* [Instruções]
Liste todos os deputados federais que, segundo o trecho selecionado, têm participação prevista na audiência pública.

* [Trecho selecionado]

□ □ □ □ □ □ □

No Dia da Consciência Negra, também foram expedidas seis novas recomendações a instituições públicas
Procuradoria Geral da República
O Ministério Público Federal (MPF) ajuíza, nesta quarta-feira, 20 de novembro, sete ações civis públicas visando a agilizar o processo de regularização de territórios quilombolas. Além disso, estão sendo expedidas seis recomendações para instituições públicas. As ações abrangem seis estados brasileiros (veja detalhes abaixo) e se somam a uma série de outras medidas já em andamento.
Ao longo deste mês, o MPF vem realizando mobilização nacional em defesa dos territórios quilombolas, trabalho que culmina neste 20 de novembro, quando é comemorado o Dia da Consciência Negra. Às 14h, ocorrerá audiência pública no Auditório Juscelino Kubitschek da Procuradoria Geral da República, em Brasília.
No evento, estão previstas as participações de representantes de comunidades quilombolas; dos deputados federais Érica Kokay, Domingos Dutra e Padre Ton; do Secretário Nacional de Articulação Social da Secretaria Geral da Presidência da República, Paulo Maldos; do chefe de Gabinete do Incra, Gerson Bem; do diretor de Ordenamento e Estrutura Fundiária do Incra, Richard Tociano; diretor de Proteção Ambiental do Ibama, Luciano Menezes Evaristo; da diretora do Instituto do Patrimônio Histórico e Artístico Nacional, Célia Corfino; e da vice-presidente da Associação Brasileira de Antropologia, Ellen Woortmann. Pelo MPF, participarão a coordenadora da 6ª Câmara de Coordenação e Revisão, Deborah Duprat, e o procurador federal dos Direitos do Cidadão, Aurélio Virgílio Veiga Rios, além de procuradores da República com atuação na área quilombola.

□ □ □ □ □ □ □

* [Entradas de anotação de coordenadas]
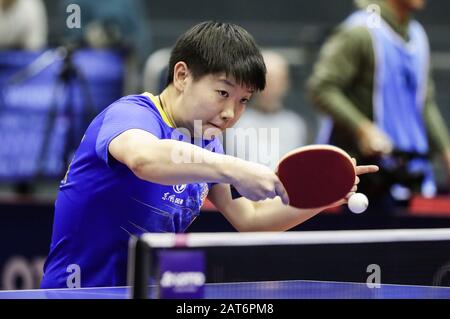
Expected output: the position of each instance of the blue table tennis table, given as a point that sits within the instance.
(295, 289)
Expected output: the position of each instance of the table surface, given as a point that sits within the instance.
(293, 289)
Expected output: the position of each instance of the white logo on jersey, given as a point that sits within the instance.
(179, 188)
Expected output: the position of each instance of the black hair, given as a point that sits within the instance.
(214, 48)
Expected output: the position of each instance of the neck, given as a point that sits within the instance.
(167, 100)
(401, 11)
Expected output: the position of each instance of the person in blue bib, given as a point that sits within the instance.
(147, 163)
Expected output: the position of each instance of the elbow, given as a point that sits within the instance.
(142, 166)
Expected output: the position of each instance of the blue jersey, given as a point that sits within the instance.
(101, 203)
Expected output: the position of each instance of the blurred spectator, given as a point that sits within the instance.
(115, 24)
(278, 130)
(374, 82)
(23, 24)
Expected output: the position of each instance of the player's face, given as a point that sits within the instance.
(215, 100)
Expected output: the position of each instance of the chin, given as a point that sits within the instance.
(416, 5)
(212, 132)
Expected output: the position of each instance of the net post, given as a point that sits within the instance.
(138, 267)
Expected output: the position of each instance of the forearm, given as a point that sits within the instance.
(170, 162)
(272, 215)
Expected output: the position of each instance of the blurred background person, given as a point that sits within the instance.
(373, 81)
(114, 24)
(23, 24)
(277, 129)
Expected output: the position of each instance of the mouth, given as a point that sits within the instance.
(216, 126)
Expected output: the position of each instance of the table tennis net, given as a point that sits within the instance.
(404, 257)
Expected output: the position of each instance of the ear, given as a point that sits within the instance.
(180, 75)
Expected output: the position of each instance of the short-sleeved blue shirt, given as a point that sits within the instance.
(101, 202)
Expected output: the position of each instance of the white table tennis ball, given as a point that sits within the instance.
(358, 203)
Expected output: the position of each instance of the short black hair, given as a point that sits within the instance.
(215, 47)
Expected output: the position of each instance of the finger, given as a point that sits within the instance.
(281, 191)
(365, 169)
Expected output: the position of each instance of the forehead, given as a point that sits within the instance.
(227, 81)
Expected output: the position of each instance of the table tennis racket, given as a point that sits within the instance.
(314, 176)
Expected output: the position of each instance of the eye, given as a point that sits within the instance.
(223, 93)
(245, 101)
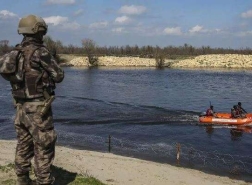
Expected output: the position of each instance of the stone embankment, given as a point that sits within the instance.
(216, 61)
(204, 61)
(116, 61)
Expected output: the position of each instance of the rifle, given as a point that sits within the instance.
(46, 105)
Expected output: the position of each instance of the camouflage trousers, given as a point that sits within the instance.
(36, 138)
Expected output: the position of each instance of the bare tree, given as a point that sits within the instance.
(89, 47)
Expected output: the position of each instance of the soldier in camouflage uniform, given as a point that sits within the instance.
(32, 86)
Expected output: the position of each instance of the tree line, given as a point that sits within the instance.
(91, 49)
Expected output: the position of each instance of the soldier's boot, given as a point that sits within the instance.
(24, 180)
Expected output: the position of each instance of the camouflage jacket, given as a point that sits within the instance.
(41, 70)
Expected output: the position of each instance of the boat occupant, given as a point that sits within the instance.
(241, 110)
(210, 111)
(235, 112)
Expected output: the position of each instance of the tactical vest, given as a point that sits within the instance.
(30, 83)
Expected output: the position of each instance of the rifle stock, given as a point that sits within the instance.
(46, 105)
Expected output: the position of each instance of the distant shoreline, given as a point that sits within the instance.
(227, 61)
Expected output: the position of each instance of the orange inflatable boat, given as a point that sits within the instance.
(226, 119)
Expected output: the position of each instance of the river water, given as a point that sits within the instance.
(150, 113)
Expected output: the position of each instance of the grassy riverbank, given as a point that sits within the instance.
(75, 167)
(63, 177)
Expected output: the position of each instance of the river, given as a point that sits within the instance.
(149, 113)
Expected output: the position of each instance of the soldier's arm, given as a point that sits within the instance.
(49, 64)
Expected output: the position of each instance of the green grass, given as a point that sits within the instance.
(62, 176)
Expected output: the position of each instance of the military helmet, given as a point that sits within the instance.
(32, 24)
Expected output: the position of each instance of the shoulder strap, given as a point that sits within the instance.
(27, 53)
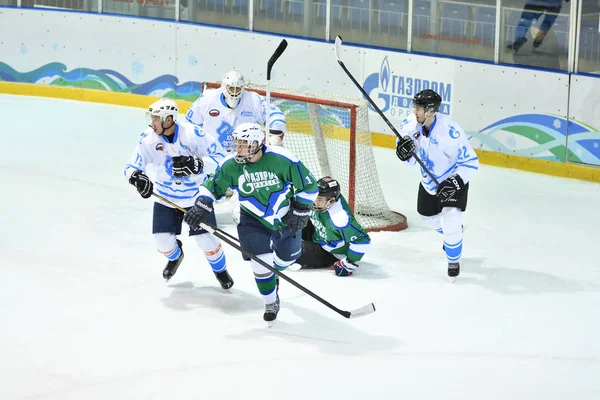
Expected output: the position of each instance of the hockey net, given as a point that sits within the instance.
(330, 135)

□ □ □ □ □ □ □

* [Resposta escrita]
Érica Kokay, Domingos Dutra e Padre Ton.